Start of Material for the task
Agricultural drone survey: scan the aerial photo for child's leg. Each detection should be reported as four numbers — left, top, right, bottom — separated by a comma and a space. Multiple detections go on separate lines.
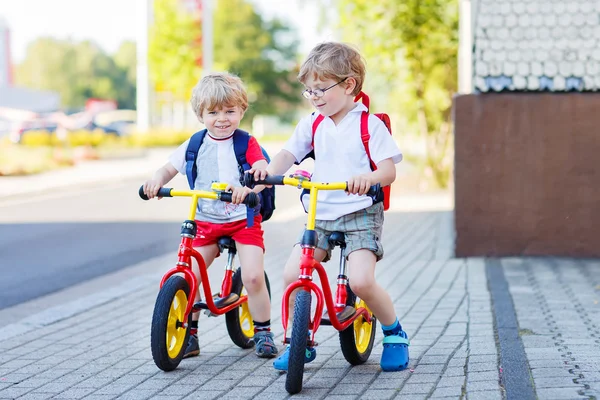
236, 243, 278, 358
348, 249, 409, 371
183, 244, 219, 358
236, 243, 271, 322
348, 249, 396, 325
273, 244, 327, 371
End of Material for the task
Stated task :: Can you write out the whole listing again, request text included, with every bounding-box coordinate in the answers shifted up by 128? Leave the picture out.

Result below ::
Agricultural drone survey: scan the aerial photo for child's leg. Each detection should be reported as four numbers — left, top, right, bottom — separated by a comma and a space. Multiple detections go on separate lines.
364, 371, 406, 486
476, 377, 537, 499
311, 372, 347, 486
364, 371, 399, 450
476, 377, 524, 453
401, 372, 455, 499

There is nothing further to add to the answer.